◆ Supplied text ◆
——
Individuals who haven’t submitted their 2020 tax return, however, shouldn’t view this as a substitute to submitting their information.

“If you really do have a filing requirement for 2020, they want to make sure that you’re actually going through the tax return filing process because you’re signing the return and saying everything is accurate and your information is up to date,” Jaeger says.

Who should consider opting out of the monthly payment?

If you aren’t interested in receiving half of the credit you’re eligible for in the form of six monthly credits, you’re now able to go in and unenroll.

Households might want to unenroll purely out of preference. Perhaps you like collecting a sizable refund on your tax return or you utilize that lump-sum amount for other budgeting or saving purposes during the year, such as an emergency fund or a vacation.

From a more practical standpoint, you might want to consider opting out of the monthly payment if an income or dependent situation change for 2021 reduces how much in credits you’re eligible for. That could prevent you from having to pay a sizable chunk back at the end of the year.
——
◆ Records supplied ◆
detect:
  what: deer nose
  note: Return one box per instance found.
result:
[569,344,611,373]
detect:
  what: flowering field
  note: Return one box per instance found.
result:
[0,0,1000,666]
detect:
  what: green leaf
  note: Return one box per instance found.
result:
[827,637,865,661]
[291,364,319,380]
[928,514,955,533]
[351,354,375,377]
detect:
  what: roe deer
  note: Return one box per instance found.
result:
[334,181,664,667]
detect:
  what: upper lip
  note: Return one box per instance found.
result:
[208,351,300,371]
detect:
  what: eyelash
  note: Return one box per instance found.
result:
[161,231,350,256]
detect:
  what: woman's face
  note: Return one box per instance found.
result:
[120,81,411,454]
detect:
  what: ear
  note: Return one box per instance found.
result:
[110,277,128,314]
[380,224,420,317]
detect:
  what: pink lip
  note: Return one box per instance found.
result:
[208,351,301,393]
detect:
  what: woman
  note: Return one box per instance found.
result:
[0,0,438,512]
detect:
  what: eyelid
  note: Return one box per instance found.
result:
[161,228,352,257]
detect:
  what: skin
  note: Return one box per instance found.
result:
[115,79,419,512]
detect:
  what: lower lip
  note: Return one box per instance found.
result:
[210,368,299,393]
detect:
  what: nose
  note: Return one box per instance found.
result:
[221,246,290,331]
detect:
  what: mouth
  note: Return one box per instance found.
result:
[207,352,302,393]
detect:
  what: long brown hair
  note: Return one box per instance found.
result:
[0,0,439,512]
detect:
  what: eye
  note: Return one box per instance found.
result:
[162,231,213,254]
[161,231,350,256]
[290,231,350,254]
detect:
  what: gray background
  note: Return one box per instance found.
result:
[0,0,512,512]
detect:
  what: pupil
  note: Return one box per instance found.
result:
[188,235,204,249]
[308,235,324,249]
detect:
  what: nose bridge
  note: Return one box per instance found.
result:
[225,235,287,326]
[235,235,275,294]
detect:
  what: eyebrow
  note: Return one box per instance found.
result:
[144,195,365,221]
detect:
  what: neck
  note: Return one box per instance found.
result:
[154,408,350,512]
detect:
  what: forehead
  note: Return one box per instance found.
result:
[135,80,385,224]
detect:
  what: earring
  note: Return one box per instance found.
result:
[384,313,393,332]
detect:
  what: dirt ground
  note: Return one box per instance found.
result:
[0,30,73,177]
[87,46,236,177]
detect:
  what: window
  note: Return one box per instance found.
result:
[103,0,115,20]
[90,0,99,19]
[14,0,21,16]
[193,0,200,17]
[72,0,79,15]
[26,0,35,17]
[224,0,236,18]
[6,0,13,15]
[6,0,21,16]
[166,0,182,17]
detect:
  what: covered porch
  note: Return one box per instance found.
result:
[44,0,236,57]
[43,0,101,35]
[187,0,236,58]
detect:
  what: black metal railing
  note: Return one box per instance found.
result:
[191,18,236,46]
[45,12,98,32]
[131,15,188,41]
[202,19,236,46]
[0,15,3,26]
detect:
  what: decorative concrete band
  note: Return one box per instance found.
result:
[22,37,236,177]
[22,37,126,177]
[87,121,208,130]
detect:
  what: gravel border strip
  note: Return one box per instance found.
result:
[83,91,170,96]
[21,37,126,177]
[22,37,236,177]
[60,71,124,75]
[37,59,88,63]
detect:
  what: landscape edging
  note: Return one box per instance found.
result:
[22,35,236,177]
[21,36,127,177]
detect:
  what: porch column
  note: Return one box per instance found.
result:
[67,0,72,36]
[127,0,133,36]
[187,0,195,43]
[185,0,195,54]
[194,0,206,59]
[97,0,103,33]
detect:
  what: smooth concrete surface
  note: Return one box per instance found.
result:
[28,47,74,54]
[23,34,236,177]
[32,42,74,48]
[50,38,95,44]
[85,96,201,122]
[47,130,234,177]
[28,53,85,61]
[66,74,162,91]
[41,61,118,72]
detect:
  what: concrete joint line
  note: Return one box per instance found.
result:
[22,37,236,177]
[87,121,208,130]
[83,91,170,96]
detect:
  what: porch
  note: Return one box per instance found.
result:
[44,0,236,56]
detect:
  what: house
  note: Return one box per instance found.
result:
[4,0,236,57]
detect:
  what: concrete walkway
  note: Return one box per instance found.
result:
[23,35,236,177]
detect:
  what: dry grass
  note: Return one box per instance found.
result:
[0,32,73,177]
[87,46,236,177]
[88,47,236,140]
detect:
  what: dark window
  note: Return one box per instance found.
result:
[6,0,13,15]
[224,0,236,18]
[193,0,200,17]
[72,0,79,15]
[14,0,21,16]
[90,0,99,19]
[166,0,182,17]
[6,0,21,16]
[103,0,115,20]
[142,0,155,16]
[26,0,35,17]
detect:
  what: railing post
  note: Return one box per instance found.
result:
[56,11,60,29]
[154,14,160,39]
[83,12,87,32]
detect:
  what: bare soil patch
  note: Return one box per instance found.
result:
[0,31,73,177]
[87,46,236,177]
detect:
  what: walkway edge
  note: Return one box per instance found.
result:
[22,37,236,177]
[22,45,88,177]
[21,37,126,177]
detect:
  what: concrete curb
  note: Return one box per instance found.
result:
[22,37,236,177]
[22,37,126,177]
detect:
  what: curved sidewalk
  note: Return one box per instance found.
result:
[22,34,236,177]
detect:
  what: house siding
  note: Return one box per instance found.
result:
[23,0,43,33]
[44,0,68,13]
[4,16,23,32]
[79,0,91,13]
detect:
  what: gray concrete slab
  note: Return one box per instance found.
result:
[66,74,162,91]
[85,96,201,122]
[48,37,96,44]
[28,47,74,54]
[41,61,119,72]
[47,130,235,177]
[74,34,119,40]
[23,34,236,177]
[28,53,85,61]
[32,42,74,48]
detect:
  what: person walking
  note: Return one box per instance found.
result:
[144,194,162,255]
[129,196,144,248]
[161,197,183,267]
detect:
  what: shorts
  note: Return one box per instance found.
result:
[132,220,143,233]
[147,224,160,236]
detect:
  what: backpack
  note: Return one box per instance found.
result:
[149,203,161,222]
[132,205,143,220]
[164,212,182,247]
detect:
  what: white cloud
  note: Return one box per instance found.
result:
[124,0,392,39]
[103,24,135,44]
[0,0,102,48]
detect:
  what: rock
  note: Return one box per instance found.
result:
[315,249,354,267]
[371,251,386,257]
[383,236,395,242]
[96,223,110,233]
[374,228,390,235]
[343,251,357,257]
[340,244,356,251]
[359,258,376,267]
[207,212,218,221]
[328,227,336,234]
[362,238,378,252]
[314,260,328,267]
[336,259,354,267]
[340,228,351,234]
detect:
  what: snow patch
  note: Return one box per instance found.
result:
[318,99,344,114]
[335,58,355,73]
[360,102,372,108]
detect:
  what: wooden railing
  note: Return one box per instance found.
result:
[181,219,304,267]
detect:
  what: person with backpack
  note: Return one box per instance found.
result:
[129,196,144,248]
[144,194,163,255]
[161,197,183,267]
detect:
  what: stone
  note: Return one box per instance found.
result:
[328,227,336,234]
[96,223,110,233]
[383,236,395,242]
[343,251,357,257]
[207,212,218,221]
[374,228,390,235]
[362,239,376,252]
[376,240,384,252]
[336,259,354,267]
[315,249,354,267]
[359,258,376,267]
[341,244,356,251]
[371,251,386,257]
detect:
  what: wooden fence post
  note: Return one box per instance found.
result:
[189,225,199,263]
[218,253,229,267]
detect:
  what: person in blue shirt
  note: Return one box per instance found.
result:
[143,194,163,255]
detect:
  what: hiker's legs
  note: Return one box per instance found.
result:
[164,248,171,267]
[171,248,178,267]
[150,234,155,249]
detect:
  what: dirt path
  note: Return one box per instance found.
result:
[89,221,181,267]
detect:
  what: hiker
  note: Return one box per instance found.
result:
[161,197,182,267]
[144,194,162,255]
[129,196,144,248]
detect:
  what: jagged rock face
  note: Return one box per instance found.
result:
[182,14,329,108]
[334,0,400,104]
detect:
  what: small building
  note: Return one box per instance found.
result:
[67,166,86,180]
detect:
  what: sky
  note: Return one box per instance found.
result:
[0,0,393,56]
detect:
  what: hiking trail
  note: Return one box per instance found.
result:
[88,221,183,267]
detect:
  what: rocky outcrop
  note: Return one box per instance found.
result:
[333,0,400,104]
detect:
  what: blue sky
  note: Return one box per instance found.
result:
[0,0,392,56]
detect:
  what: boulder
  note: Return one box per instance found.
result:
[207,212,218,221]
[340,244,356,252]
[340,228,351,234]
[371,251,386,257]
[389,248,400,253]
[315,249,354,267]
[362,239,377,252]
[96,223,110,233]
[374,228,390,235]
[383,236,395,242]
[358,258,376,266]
——
Translate this sentence from the tax credit text into Spanish: "Households might want to unenroll purely out of preference." The data isn't needed here.

◆ Solution ◆
Los hogares podrían querer darse de baja simplemente por preferencia.